● BRIEF: Convert every line of the data below into a JSON list of strings, one string per line, with blank lines left out.
::::::::::
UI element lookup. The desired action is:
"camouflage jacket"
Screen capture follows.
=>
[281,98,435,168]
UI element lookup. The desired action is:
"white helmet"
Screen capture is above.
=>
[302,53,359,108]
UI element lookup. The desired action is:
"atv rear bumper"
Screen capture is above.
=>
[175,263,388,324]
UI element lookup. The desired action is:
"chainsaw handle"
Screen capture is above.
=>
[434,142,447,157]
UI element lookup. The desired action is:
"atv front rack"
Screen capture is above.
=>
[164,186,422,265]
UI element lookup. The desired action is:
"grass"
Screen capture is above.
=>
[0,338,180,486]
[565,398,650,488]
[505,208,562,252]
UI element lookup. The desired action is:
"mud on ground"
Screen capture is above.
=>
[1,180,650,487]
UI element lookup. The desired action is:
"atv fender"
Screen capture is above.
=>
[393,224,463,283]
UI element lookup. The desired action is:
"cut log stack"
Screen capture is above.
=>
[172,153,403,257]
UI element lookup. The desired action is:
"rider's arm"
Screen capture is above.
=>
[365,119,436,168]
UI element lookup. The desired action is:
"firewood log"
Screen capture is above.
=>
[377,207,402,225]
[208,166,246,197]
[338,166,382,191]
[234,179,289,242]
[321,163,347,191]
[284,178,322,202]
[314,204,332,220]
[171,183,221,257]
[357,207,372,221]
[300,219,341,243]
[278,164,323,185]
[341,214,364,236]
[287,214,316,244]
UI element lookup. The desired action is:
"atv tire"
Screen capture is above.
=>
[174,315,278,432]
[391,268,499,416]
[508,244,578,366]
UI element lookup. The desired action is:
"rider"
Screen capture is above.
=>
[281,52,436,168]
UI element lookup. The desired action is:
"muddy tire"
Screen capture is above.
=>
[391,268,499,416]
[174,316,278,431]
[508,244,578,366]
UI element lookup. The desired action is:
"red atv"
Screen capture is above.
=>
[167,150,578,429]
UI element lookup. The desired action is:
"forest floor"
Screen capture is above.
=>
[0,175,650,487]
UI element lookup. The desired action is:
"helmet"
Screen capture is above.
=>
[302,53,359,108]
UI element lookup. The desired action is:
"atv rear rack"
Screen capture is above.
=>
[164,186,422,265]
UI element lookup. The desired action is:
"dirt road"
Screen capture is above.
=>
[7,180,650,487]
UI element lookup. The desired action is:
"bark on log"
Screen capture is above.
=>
::::::::::
● ANSWER FOR THE TASK:
[
  "UI element lookup. The desired action is:",
  "\"camouflage jacket\"",
  "Screen capture follows.",
  "=>",
  "[281,98,435,168]",
  "UI element lookup. The desired action is:",
  "\"white helmet\"",
  "Screen capture is above.",
  "=>",
  "[302,53,359,108]",
  "UI element lookup. The desired action is:",
  "\"atv rear bumper\"",
  "Screen capture is above.",
  "=>",
  "[175,263,388,324]",
  "UI element lookup. The desired action is:",
  "\"chainsaw handle\"",
  "Screen capture is above.",
  "=>",
  "[434,142,447,157]",
  "UI element lookup. The desired action is:",
  "\"atv front rack\"",
  "Screen capture is above.",
  "=>",
  "[164,186,422,265]",
  "UI element lookup. The desired action is:",
  "\"grass\"",
  "Screen capture is above.",
  "=>",
  "[0,338,180,486]",
  "[565,398,650,488]",
  "[505,208,562,252]",
  "UI element lookup. The desired action is:",
  "\"mud on ground\"",
  "Screen capture is above.",
  "=>",
  "[1,180,650,487]",
  "UI element lookup. The desired action is:",
  "\"atv fender\"",
  "Screen capture is above.",
  "=>",
  "[393,224,463,283]",
  "UI element lookup. The desired action is:",
  "\"cut log stack\"",
  "Screen capture is above.",
  "=>",
  "[172,153,403,257]",
  "UI element lookup. The desired action is:",
  "\"rider's arm\"",
  "Screen capture is above.",
  "=>",
  "[365,119,436,168]",
  "UI element lookup. The desired action is:",
  "\"firewood log\"",
  "Screen capture is above.",
  "=>",
  "[377,207,402,225]",
  "[208,166,246,197]",
  "[338,166,382,191]",
  "[234,179,289,242]",
  "[321,163,347,191]",
  "[284,178,322,202]",
  "[314,204,332,220]",
  "[171,183,221,257]",
  "[357,207,372,221]",
  "[300,219,341,243]",
  "[278,164,323,185]",
  "[341,214,364,236]",
  "[287,214,316,244]",
  "UI element lookup. The desired action is:",
  "\"atv tire\"",
  "Screen capture is above.",
  "=>",
  "[174,315,278,432]",
  "[391,268,499,416]",
  "[508,244,578,366]",
  "UI element lookup. The desired action is:",
  "\"rider\"",
  "Screen capture is above.",
  "=>",
  "[281,52,436,168]",
  "UI element lookup. The desired action is:",
  "\"muddy tire\"",
  "Screen capture is above.",
  "=>",
  "[391,268,499,416]",
  "[174,316,278,431]",
  "[508,244,578,366]",
  "UI element lookup. The desired action is:",
  "\"red atv\"",
  "Screen capture is above.",
  "=>",
  "[167,150,578,429]",
  "UI element lookup. The desired action is:",
  "\"forest floor\"",
  "Screen capture is above.",
  "=>",
  "[0,175,650,487]",
  "UI element lookup. The desired action is:",
  "\"helmet\"",
  "Screen capture is above.",
  "=>",
  "[302,53,359,108]",
  "UI element lookup. The desired action is:",
  "\"atv rear rack\"",
  "Screen capture is above.",
  "=>",
  "[164,186,422,265]",
  "UI element lookup. The desired action is:",
  "\"dirt road\"",
  "Screen capture is above.",
  "=>",
  "[7,180,650,487]",
  "UI element lookup. The desired action is:",
  "\"bark on log\"",
  "Screen capture is above.",
  "=>"
]